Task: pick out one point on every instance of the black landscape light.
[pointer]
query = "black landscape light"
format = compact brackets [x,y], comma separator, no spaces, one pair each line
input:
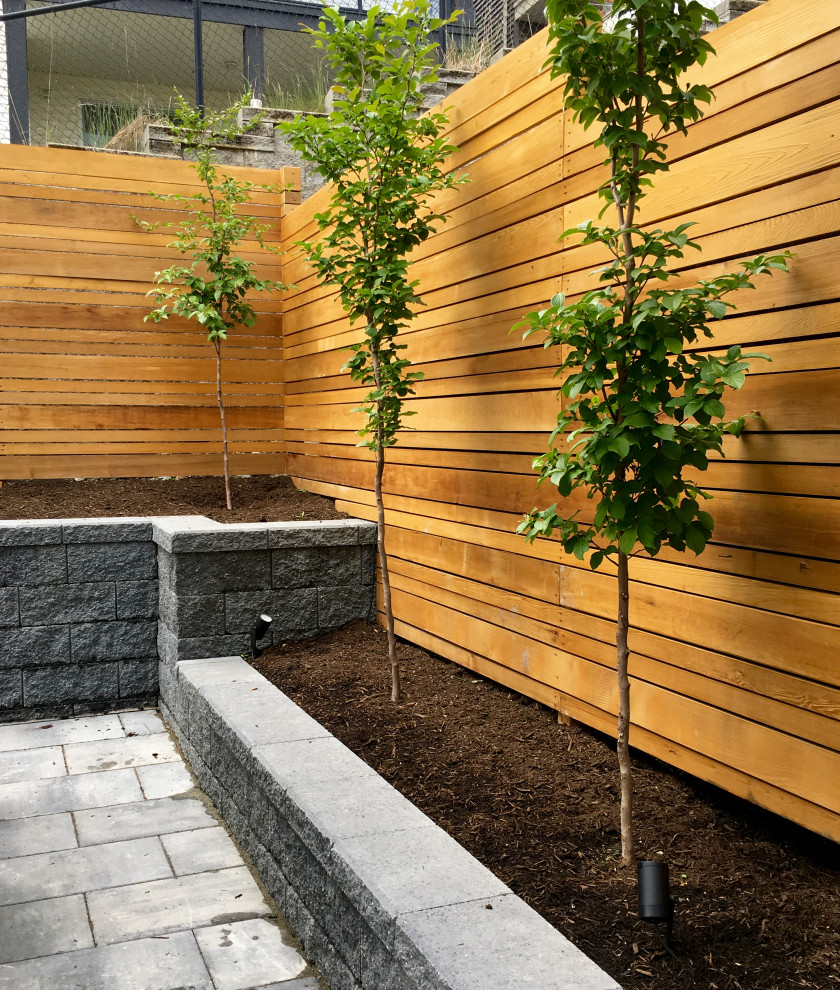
[656,902]
[261,627]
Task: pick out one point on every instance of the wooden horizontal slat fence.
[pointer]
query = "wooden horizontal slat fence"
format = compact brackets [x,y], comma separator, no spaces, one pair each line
[87,389]
[734,664]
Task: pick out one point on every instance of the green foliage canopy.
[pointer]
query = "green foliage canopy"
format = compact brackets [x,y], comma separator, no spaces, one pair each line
[642,409]
[212,287]
[386,163]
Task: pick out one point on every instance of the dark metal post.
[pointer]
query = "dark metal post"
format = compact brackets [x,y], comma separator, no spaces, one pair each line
[253,55]
[17,73]
[199,56]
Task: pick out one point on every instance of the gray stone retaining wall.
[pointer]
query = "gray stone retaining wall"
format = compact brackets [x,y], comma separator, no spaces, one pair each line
[78,611]
[89,609]
[381,898]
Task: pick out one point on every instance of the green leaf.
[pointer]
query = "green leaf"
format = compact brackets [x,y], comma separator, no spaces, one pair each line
[627,541]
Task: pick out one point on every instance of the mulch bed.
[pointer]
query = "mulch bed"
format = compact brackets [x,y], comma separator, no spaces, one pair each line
[261,498]
[758,898]
[537,802]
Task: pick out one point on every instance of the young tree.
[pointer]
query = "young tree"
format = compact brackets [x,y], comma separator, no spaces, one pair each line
[211,288]
[643,408]
[385,161]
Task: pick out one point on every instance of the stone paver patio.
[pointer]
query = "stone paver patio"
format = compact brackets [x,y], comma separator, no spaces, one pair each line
[115,873]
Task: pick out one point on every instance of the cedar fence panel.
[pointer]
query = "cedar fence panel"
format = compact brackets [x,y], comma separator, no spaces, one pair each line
[734,663]
[86,387]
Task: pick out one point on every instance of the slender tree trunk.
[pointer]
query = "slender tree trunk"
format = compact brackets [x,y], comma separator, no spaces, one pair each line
[628,854]
[380,529]
[218,345]
[386,580]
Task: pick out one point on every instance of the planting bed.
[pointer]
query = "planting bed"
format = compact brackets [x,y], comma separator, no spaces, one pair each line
[262,498]
[536,802]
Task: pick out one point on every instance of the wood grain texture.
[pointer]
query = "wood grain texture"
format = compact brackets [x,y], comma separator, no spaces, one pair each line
[733,662]
[83,375]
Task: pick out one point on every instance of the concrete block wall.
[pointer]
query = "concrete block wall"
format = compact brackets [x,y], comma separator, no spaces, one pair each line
[381,898]
[78,616]
[215,579]
[93,611]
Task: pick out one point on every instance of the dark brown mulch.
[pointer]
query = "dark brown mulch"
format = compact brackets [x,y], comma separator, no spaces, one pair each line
[260,498]
[758,898]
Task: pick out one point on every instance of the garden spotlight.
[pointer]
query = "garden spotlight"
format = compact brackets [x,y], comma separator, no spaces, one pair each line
[261,627]
[656,903]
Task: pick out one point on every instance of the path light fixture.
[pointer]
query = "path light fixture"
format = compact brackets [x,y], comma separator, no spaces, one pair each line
[261,627]
[656,903]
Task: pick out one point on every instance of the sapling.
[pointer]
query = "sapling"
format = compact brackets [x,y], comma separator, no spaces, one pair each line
[212,286]
[643,409]
[385,162]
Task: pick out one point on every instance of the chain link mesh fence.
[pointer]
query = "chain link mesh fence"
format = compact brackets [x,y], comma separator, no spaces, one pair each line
[92,73]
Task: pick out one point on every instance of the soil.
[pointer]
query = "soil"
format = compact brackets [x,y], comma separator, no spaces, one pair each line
[260,498]
[758,899]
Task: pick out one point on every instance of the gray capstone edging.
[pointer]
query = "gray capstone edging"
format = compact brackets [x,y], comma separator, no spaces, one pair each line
[91,609]
[381,898]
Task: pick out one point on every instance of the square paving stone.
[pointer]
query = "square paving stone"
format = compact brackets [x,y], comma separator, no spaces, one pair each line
[168,905]
[26,836]
[28,798]
[248,954]
[31,764]
[115,754]
[72,871]
[141,819]
[142,723]
[42,928]
[165,780]
[32,735]
[172,963]
[201,851]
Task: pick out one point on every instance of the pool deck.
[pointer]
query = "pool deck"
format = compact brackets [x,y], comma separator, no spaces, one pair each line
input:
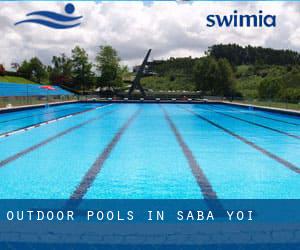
[264,108]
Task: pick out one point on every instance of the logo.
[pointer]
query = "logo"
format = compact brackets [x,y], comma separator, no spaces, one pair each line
[54,20]
[238,20]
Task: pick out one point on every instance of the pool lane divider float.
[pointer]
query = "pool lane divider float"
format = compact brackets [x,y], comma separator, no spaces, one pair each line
[24,129]
[202,180]
[209,194]
[94,170]
[50,139]
[280,160]
[262,116]
[38,114]
[256,124]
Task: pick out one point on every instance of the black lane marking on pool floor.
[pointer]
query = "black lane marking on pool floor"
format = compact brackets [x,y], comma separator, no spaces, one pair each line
[203,182]
[283,162]
[266,117]
[50,139]
[256,124]
[36,125]
[94,170]
[38,114]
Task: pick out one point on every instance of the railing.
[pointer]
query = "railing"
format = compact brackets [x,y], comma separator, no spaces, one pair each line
[14,101]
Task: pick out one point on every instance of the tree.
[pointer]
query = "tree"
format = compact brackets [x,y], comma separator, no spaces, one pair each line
[270,88]
[38,70]
[205,72]
[25,69]
[214,76]
[81,69]
[33,70]
[2,70]
[225,78]
[108,65]
[61,71]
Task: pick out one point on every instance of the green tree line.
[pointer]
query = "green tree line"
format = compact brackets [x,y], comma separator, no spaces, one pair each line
[77,71]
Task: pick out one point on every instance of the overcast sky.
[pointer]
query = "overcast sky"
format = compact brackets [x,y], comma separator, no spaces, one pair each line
[169,28]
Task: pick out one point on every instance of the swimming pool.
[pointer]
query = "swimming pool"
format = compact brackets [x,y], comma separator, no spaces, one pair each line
[196,151]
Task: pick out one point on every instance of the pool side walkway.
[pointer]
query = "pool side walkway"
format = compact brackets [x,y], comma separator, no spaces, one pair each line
[218,101]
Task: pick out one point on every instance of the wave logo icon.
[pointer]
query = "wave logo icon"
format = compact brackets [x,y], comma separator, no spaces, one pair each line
[54,20]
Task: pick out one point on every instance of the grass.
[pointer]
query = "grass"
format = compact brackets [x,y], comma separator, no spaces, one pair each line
[15,79]
[273,104]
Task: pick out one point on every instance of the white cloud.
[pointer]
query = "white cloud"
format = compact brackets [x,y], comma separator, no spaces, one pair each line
[169,28]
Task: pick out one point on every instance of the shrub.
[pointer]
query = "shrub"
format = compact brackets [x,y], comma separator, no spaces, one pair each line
[270,88]
[2,70]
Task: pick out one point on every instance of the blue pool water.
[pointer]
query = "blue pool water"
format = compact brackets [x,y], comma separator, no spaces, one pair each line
[149,151]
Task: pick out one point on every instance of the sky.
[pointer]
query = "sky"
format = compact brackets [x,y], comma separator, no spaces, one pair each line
[171,29]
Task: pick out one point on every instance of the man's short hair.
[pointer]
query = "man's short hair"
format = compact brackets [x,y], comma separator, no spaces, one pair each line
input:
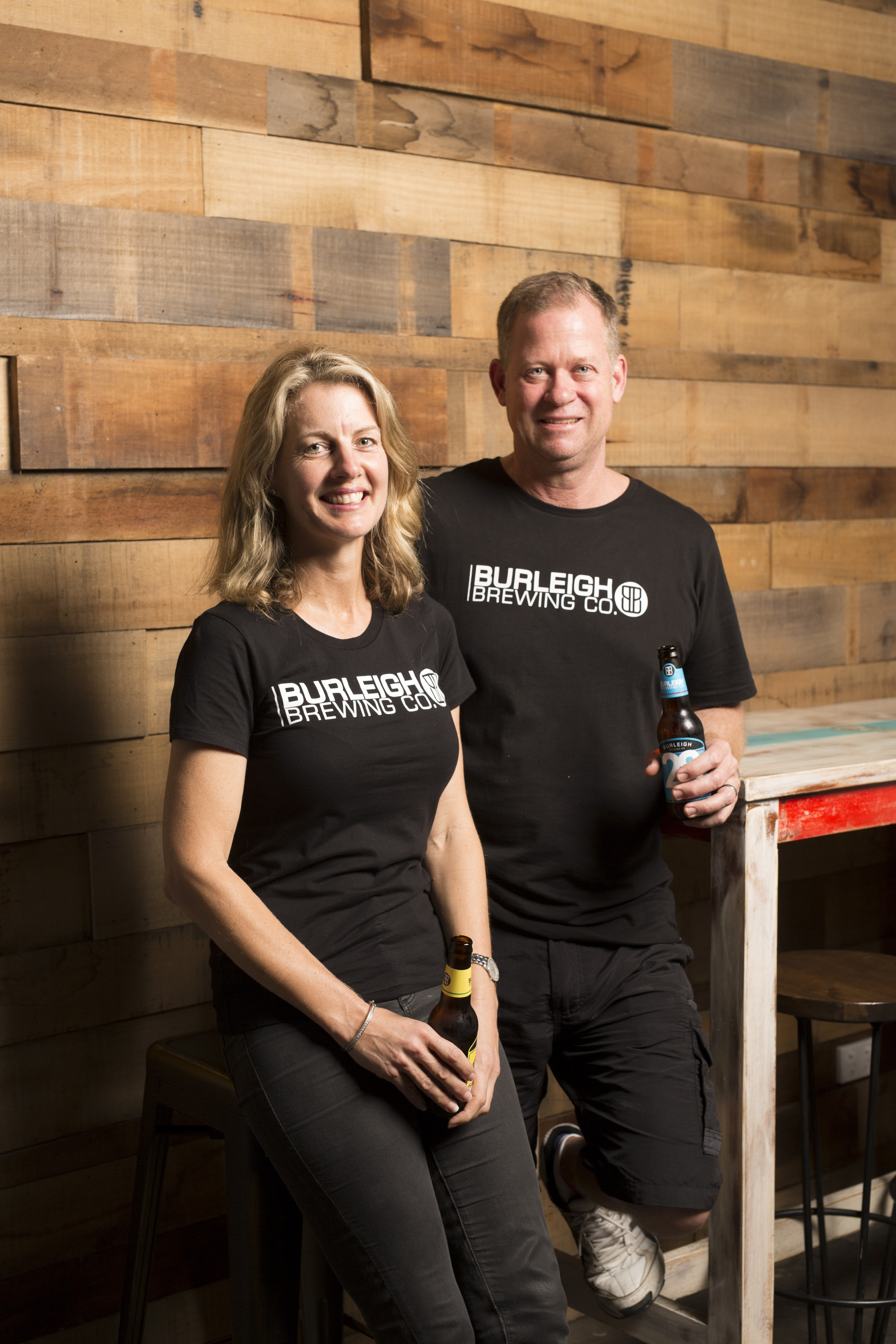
[556,289]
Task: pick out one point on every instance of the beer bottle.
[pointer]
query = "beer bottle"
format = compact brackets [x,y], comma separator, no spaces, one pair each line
[680,733]
[453,1015]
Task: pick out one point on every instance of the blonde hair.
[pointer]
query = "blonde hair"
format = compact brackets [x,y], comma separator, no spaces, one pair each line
[556,289]
[252,564]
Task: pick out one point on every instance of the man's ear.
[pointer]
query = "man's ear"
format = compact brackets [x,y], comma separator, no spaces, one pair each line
[499,381]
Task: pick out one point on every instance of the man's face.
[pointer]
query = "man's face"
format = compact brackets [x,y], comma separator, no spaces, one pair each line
[559,388]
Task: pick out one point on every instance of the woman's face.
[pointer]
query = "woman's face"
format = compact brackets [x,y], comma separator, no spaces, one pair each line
[332,471]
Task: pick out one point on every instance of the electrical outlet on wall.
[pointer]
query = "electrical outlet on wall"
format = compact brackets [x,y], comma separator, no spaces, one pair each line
[852,1061]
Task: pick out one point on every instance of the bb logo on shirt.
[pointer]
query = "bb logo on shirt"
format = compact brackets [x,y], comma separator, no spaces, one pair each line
[377,695]
[562,592]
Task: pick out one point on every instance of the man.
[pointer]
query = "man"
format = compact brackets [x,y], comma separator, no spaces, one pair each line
[563,578]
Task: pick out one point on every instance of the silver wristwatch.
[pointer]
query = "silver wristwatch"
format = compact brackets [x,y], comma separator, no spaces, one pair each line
[491,965]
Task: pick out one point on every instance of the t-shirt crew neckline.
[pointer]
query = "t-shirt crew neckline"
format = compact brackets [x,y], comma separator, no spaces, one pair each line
[558,510]
[334,642]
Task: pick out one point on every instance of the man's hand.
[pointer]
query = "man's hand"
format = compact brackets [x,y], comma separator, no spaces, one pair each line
[715,772]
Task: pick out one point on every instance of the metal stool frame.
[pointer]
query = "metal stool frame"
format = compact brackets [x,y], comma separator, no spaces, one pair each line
[810,1136]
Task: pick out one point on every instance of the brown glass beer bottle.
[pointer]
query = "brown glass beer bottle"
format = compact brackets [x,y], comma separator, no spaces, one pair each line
[680,733]
[453,1017]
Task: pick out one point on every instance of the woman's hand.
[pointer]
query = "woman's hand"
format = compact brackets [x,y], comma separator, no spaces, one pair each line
[488,1065]
[417,1061]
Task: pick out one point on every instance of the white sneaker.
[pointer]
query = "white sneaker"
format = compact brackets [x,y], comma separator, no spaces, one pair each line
[622,1264]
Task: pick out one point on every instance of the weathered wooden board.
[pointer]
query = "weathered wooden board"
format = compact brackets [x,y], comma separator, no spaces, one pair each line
[123,506]
[66,791]
[45,894]
[824,686]
[58,689]
[60,990]
[134,265]
[300,182]
[836,551]
[320,35]
[82,1080]
[746,554]
[101,586]
[88,160]
[793,628]
[127,883]
[808,495]
[863,119]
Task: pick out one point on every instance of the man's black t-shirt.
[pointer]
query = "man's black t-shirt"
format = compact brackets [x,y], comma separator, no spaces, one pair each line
[350,745]
[559,615]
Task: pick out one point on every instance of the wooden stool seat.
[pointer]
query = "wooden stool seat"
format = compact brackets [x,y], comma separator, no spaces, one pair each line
[829,986]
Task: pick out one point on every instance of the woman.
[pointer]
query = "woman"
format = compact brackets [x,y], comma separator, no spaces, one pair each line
[318,828]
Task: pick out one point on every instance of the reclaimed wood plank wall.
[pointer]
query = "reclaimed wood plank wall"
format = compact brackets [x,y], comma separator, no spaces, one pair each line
[186,191]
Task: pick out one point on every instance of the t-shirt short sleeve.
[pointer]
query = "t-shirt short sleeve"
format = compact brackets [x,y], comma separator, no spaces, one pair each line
[213,699]
[454,678]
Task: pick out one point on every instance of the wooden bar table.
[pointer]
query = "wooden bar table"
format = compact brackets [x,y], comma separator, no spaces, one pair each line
[805,773]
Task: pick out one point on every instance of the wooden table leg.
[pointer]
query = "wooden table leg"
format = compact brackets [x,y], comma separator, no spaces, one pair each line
[743,974]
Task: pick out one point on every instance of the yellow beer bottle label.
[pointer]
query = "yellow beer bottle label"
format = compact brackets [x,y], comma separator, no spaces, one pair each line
[457,984]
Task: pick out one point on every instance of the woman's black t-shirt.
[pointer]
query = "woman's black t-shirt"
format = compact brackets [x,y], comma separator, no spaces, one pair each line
[350,745]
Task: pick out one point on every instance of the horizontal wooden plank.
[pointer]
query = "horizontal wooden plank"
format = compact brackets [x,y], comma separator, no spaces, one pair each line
[89,1288]
[746,554]
[134,265]
[92,1207]
[127,883]
[302,182]
[76,588]
[793,628]
[66,791]
[82,1080]
[837,551]
[808,495]
[824,686]
[45,894]
[88,160]
[58,689]
[320,35]
[109,506]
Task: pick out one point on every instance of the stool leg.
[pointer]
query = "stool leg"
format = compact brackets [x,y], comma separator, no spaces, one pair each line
[322,1300]
[264,1234]
[870,1171]
[804,1027]
[820,1185]
[152,1152]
***
■ Try it
What is needed is a verbatim copy of every line in the records above from the one containing "Task: pick out one point on every instance of the young" down to the one containing "Task: pick out one point on every instance of the stone", both included, and nothing more.

■ Written answer
Task: pick out one point on every instance of the young tree.
[pointer]
query = "young tree"
format = compact brackets [x,y], comma separator, no spaces, one pair each line
[211,288]
[643,408]
[385,161]
Task: pick out one point on every instance of the stone paver patio.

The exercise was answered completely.